Confidentiality of Medical Records

You have recently been injured due to another person’s negligence (the “Incident”). The injuries are ongoing and starting to affect your daily living. You are considering starting a lawsuit but are hesitant because of a story you heard from your friend when they started a lawsuit. The friend told you that all of their personal information was no longer private, even the conversations they had with their doctor.

The truth of the matter is that the legal process is both private/confidential as well as public. The confidential portion of the legal process is that information you share is only made available to your lawyer and the opposition’s lawyer. There are very strict rules controlling lawyers and how they deal with information provided to them by clients. The public aspect arises if a lawsuit goes to trial, the public is at liberty to watch the trial and read any decisions that a judge makes with regard to the lawsuit. Quite often, especially in cases involving personal injury, one’s medical information becomes relevant and therefore potentially available to the public.

## EXTRACTED INFORMATION
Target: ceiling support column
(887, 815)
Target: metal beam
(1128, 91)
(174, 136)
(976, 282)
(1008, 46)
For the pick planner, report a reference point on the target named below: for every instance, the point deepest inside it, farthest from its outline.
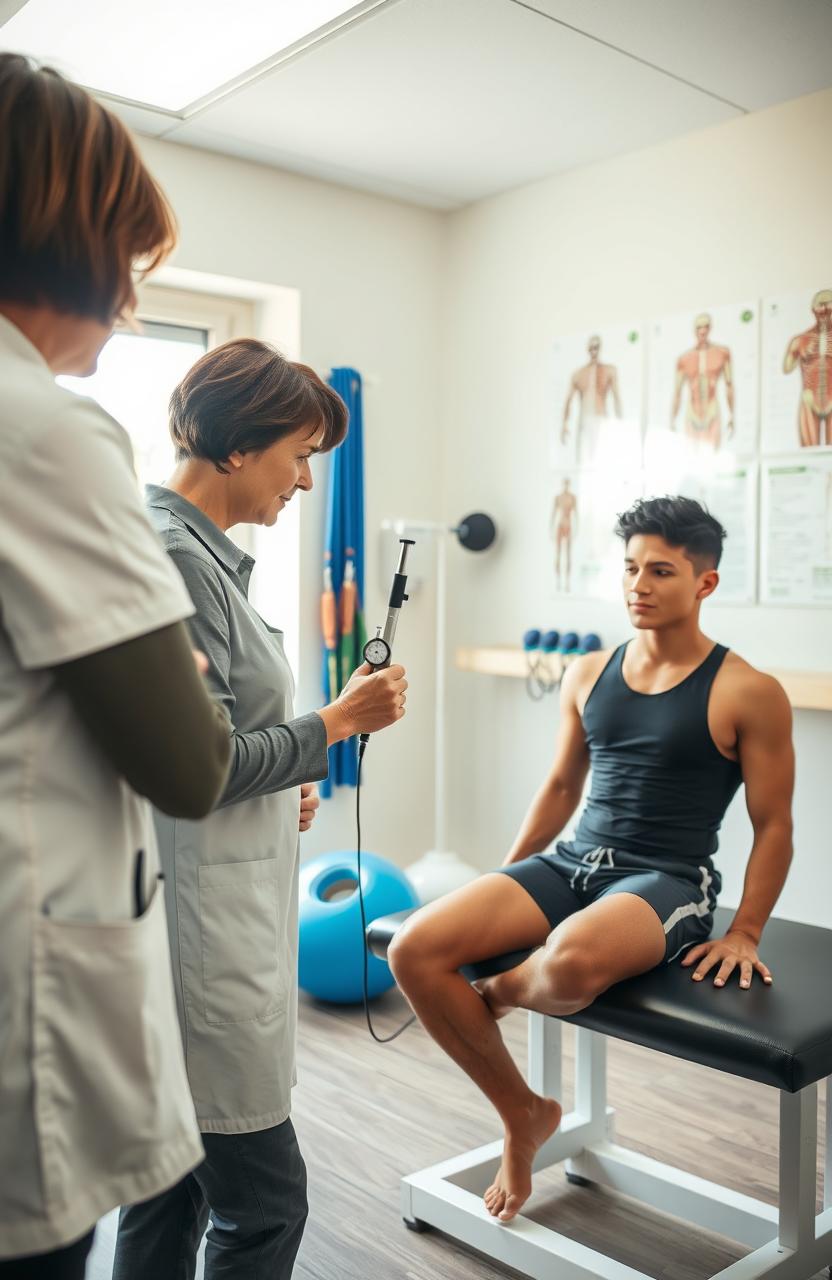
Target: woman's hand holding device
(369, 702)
* * *
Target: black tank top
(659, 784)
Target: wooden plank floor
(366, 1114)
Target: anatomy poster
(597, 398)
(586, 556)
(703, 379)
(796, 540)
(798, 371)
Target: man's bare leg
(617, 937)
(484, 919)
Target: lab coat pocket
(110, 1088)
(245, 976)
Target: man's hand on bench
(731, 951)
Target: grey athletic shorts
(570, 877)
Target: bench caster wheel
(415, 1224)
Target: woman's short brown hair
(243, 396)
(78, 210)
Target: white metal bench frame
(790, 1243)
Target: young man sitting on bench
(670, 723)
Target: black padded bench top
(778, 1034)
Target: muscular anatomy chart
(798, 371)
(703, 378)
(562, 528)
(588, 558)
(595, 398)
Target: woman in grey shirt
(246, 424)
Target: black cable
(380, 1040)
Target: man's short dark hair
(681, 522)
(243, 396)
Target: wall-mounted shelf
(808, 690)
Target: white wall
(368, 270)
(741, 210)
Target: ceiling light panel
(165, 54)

## PROBLEMS TO SOLVE
- a) Which people does the first paragraph of the text on the confidentiality of medical records mention?
- b) Can you rewrite the paragraph of the text on the confidentiality of medical records that begins "The truth of the matter" as a short bulleted list that keeps its main facts?
- c) Resume the text on the confidentiality of medical records, starting right after its final sentence.

## RESULTS OF THE EXERCISE
- a)
- You
- Another person, whose negligence caused your injuries
- Your friend
- Your friend's doctor

- b)
- The legal process is both confidential and public.
- Confidential side: information you share is available only to your lawyer and the opposing lawyer, and strict rules govern how lawyers handle client information.
- Public side: if a lawsuit goes to trial, the public may watch it and read the judge's decisions.
- In personal injury cases, medical information often becomes relevant and may become public.

- c)
When it comes to medical reports not all of one’s medical history is necessarily relevant. A lot depends on the nature of the lawsuit one brings. For example, if from the Incident you are claiming that an injury to your arm is affecting your livelihood, then medical records pre-dating the Incident that relate to your arm should be disclosed.

The reason your medical history is disclosed is because it is necessary during the legal process to determine how much the Incident actually contributed to your current ailments.

The courts will always try to balance the privacy interests of plaintiffs against necessary document disclosure to ensure a fair trial. Only medical records that are considered relevant should be disclosed.